## Task to complete
Give again, exactly, every line of the entries below from the one that has "of the black" to the last.

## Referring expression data
Segment Open
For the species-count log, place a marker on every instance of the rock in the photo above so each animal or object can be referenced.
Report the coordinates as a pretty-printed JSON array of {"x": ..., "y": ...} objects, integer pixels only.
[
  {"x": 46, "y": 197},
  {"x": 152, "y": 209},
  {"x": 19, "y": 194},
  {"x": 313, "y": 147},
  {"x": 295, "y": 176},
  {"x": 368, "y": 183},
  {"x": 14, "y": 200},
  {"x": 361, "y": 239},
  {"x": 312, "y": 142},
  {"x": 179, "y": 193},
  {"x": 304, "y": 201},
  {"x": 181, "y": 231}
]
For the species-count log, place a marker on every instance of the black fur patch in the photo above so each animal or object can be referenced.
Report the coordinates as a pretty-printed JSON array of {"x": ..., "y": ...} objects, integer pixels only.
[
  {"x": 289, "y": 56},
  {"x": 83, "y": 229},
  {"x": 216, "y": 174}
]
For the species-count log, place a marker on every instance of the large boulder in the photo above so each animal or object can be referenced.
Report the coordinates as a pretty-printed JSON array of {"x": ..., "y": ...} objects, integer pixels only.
Segment Closed
## Solution for this task
For the species-count log, place a marker on every instance of the black fur patch in the photo above so each animal or object can be referenced.
Report the coordinates as a pretty-printed JSON array of {"x": ..., "y": ...} objects, integer pixels only.
[
  {"x": 289, "y": 56},
  {"x": 83, "y": 229},
  {"x": 216, "y": 174}
]
For the species-count log, place a marker on every instance of the large boulder in the photo above so each animal or object can be referenced.
Report the coordinates as a pretty-printed JSON array of {"x": ..., "y": ...} objects, integer pixels only.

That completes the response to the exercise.